Goal:
Transcribe exactly the lines from the one containing "Task: identify the black-framed" through the end of the data, both included. Leave out pictures.

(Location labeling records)
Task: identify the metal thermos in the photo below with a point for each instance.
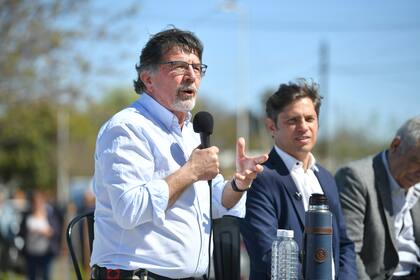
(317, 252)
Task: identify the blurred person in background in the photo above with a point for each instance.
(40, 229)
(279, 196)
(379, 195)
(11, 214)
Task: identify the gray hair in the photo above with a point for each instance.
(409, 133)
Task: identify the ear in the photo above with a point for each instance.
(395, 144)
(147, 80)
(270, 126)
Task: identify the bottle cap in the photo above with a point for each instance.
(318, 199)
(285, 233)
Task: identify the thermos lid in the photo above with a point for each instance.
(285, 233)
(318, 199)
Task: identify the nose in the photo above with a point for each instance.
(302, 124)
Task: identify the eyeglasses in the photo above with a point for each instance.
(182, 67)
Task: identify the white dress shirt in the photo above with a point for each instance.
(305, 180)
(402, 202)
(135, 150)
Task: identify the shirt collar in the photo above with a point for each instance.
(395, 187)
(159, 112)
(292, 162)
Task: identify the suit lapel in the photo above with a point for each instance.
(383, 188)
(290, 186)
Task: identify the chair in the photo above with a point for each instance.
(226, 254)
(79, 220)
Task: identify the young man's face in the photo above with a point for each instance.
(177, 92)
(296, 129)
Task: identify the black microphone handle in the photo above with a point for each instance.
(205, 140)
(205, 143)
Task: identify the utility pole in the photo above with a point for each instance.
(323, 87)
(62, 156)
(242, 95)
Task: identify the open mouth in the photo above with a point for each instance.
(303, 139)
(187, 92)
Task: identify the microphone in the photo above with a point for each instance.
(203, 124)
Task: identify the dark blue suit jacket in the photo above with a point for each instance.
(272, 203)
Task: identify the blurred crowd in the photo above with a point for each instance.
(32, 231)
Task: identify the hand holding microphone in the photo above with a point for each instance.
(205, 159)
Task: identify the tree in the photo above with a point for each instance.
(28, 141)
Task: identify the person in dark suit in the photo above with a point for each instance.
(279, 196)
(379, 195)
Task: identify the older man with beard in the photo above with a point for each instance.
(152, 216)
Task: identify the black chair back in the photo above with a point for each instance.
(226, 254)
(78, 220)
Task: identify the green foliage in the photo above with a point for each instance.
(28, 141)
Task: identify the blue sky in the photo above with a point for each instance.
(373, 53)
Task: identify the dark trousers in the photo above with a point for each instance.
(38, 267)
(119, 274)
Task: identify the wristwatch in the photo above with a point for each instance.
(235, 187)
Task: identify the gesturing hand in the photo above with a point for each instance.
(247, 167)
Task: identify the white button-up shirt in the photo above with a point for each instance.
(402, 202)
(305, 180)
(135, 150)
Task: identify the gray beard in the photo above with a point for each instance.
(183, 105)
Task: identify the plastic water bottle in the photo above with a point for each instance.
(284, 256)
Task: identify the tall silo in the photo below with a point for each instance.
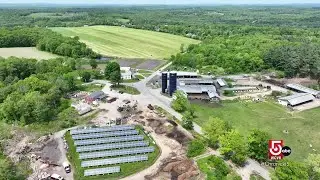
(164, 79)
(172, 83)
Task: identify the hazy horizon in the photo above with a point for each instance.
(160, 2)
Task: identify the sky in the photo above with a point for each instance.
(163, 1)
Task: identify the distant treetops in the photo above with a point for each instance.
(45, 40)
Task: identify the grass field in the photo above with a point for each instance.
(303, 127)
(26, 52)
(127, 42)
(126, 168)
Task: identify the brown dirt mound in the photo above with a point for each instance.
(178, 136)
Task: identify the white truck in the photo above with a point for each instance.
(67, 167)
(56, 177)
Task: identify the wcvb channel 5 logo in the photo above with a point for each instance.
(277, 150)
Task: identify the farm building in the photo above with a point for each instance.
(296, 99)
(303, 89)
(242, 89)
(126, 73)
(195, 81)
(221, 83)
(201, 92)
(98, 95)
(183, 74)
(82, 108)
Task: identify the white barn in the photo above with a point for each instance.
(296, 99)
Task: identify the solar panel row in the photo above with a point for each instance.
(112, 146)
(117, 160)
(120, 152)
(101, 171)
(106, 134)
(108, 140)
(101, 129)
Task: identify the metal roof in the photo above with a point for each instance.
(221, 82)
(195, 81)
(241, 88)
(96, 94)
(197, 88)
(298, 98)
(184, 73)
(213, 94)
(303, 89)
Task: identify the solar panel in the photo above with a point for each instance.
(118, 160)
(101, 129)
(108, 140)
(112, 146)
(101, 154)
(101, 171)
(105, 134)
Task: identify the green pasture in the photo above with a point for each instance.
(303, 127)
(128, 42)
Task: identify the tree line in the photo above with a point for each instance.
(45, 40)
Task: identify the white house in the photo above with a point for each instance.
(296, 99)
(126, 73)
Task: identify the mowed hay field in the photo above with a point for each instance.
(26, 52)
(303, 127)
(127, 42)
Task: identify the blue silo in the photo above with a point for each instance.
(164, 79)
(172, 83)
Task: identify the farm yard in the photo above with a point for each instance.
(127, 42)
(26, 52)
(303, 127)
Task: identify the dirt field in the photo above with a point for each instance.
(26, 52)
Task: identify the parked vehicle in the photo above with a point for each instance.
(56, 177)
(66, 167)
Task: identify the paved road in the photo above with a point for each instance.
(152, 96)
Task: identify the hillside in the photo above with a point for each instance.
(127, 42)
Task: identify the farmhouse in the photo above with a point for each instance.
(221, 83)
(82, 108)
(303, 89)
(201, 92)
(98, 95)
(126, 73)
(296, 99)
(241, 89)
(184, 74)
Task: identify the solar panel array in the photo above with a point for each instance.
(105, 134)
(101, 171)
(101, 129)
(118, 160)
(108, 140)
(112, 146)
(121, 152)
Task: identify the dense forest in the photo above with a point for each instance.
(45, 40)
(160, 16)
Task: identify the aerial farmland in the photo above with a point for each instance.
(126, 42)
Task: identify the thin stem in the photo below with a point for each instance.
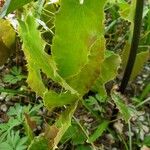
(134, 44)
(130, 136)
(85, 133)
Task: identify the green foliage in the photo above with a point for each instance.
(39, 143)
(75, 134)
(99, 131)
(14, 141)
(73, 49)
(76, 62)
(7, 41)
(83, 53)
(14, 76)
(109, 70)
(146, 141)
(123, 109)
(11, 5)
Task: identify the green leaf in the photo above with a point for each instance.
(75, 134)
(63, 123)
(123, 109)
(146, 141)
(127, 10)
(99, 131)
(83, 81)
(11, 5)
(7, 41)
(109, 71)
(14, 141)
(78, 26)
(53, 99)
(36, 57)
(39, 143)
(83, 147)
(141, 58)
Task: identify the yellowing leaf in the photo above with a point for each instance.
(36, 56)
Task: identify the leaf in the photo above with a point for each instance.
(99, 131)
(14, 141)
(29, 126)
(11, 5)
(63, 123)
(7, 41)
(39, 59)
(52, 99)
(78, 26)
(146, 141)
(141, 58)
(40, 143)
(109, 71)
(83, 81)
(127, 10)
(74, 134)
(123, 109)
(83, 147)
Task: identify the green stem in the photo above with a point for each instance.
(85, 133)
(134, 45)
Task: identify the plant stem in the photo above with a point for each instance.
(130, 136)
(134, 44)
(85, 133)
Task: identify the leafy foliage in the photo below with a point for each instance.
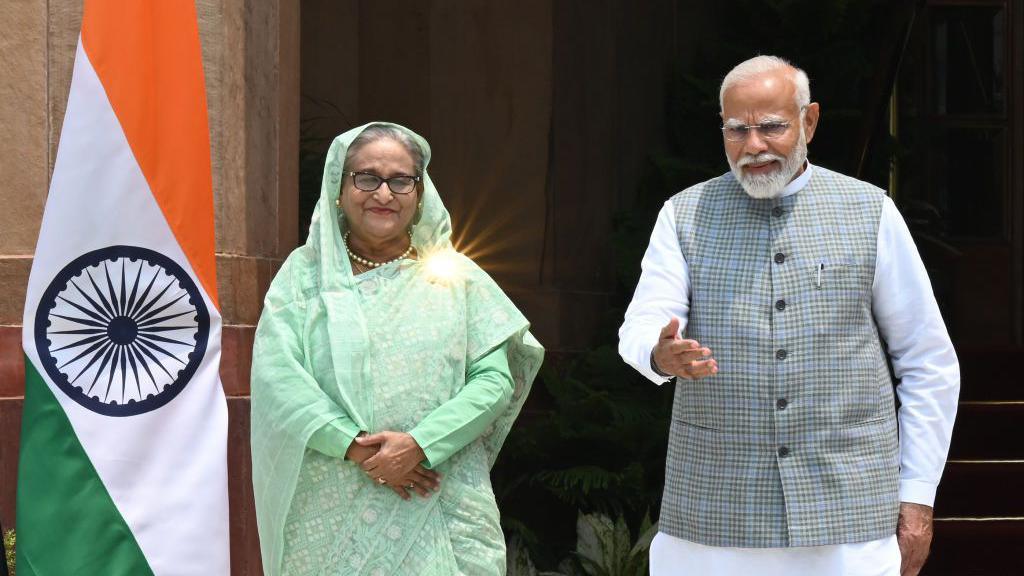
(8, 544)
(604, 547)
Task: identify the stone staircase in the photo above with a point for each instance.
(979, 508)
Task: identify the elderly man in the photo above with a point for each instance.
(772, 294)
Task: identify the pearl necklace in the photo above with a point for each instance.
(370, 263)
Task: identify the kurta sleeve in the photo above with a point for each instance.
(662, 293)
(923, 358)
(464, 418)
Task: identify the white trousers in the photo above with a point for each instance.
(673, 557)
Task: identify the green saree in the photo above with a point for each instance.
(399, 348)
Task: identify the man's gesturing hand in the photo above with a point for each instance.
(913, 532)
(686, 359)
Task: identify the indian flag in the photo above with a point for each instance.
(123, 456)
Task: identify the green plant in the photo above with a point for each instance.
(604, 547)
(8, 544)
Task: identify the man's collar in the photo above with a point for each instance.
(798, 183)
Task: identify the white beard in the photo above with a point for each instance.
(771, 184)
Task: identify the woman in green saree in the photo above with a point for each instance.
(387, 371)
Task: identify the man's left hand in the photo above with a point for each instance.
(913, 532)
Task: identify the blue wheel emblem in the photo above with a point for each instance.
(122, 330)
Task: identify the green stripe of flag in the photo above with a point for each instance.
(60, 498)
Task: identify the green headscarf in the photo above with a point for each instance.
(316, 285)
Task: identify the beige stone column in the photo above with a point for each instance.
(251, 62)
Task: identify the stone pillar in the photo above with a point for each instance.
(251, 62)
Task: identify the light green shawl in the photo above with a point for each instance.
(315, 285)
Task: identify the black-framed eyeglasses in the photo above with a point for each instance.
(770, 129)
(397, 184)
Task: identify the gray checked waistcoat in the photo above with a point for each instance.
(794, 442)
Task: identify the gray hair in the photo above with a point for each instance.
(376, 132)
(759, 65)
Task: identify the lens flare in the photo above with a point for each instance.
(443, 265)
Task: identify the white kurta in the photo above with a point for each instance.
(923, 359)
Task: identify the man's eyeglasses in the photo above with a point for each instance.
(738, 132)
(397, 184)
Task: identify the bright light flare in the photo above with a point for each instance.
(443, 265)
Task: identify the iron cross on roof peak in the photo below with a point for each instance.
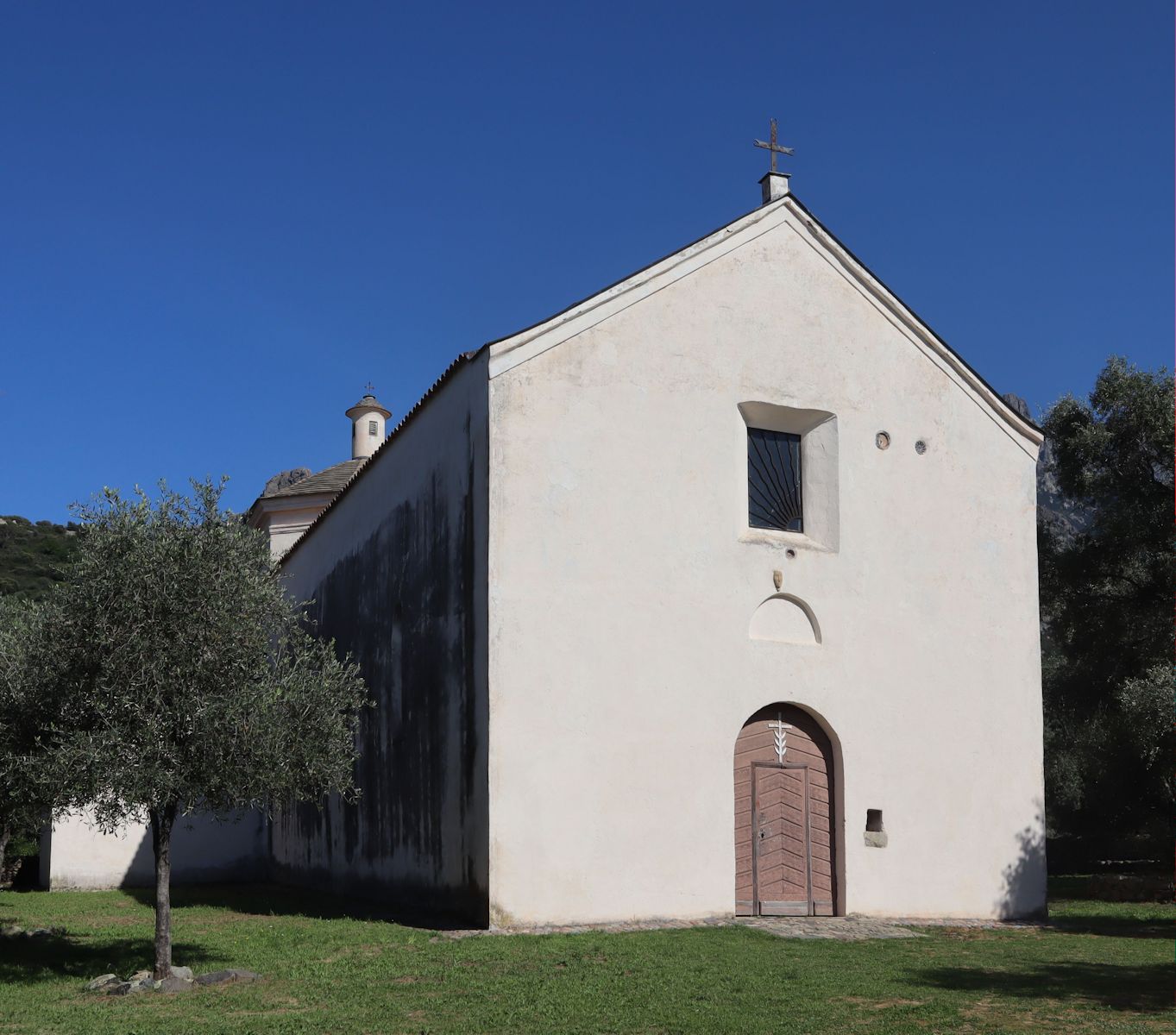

Final result:
Task: identify the black-framed eyeglasses in the photo above with a point for each instance.
(770, 129)
(397, 184)
Task: identify the gray checked waistcoat in the photo above with a point for each instance.
(794, 442)
Task: identify the gray hair in the photo above with a point for each instance.
(376, 132)
(759, 65)
Task: identify the lens flare in the photo above with a point for each instance.
(443, 265)
Task: identify the white kurta in the photo above with a point for each instance.
(923, 359)
Task: identify the man's eyeglasses in the photo above with a point for each instance.
(738, 132)
(397, 184)
Task: identify the bright light flare in the photo above with a point for each instance.
(443, 265)
Task: identify the iron cross on roof peak in the photo below with a point for each instance.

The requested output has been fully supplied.